Questions tagged [circles]

For elementary questions concerning circles (or disks). A circle is the locus of points in a plane that are at a fixed distance from a fixed point. Use this tag alongside [geometry], [Euclidean geometry], or something similar. Do not use this tag for more advanced topics, such as complex analysis or topology.

A circle is a shape in geometry, defined as the locus of points that have a fixed distance from a certain point, called the centre. The fixed distance from the centre of a circle to any of its points is called the radius. The length of the set of points is called the circumference, and for Euclidean space is related to the length of the radius by:

\begin{equation}\text{circumference}=2\pi\times\text{radius}\end{equation}

Similarly, in Euclidean space the area enclosed by a circle is given by:

\begin{equation}\text{area}=\pi\times\text{radius}^2\end{equation}

Because of their radial symmetry and structure, circles have a large number of desirable properties. These include:

  • The circle is the shape with the largest area for a given length of perimeter.

▶ **MATERIAL SUPPLIED**:
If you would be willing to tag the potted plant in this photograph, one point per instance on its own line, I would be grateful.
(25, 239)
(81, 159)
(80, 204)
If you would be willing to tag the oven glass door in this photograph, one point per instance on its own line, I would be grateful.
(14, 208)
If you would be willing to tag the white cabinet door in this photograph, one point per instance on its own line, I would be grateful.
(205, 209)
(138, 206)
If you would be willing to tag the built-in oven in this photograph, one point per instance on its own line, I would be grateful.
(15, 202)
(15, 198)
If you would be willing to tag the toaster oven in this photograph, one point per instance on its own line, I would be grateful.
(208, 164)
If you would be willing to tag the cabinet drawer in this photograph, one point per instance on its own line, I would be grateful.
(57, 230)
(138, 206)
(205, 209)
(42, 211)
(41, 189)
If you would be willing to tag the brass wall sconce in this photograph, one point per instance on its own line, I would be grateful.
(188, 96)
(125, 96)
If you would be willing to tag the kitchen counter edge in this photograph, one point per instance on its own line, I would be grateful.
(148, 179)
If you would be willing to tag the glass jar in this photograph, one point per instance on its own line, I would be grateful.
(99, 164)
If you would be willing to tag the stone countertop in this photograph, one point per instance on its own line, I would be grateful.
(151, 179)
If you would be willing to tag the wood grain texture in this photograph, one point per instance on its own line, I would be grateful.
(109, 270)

...

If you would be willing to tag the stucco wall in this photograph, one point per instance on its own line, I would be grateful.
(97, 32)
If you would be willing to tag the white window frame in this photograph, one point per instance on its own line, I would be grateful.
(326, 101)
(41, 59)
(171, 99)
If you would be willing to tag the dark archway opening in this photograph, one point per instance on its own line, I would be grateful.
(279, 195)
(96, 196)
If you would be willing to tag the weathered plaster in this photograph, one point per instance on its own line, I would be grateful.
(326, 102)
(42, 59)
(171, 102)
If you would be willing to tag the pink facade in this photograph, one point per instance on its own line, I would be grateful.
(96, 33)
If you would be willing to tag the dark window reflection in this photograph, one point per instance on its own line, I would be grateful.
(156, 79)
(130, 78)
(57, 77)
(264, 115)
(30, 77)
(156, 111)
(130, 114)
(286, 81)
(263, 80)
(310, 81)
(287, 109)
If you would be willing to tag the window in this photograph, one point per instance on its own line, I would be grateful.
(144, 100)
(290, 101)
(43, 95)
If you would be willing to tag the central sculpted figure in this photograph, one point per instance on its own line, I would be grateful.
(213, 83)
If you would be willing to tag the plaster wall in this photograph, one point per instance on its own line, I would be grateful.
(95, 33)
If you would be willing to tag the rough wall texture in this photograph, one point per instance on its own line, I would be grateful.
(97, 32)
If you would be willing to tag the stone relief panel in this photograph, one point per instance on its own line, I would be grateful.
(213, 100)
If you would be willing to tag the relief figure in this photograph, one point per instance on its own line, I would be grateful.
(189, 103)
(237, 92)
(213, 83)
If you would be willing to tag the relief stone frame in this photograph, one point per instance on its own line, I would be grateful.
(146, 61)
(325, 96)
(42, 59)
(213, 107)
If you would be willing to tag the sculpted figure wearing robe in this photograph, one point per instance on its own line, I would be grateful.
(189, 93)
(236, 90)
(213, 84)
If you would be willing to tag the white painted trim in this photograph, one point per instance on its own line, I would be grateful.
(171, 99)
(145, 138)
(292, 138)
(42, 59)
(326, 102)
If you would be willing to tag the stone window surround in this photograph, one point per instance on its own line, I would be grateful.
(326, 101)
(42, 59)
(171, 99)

▶ **PROBLEM 1**:
Using the circles tag description, state whether each statement agrees with it: (a) the tag is meant for topics such as topology; (b) the fixed distance from the centre of a circle to any of its points is called the radius; (c) the circle has the smallest area for a given length of perimeter. For each, answer yes or no and quote the words of the description that decide it.
▶ **PROBLEM 2**:
Transcribe the part of the circles tag description starting at "Questions tagged [circles]" and ending at "analysis or topology.".

▶ **EXERCISE RESULT 1**:
(a) No: "Do not use this tag for more advanced topics, such as complex analysis or topology."
(b) Yes: "The fixed distance from the centre of a circle to any of its points is called the radius."
(c) No: "The circle is the shape with the largest area for a given length of perimeter."

▶ **EXERCISE RESULT 2**:
Questions tagged [circles]

For elementary questions concerning circles (or disks). A circle is the locus of points in a plane that are at a fixed distance from a fixed point. Use this tag alongside [geometry], [Euclidean geometry], or something similar. Do not use this tag for more advanced topics, such as complex analysis or topology.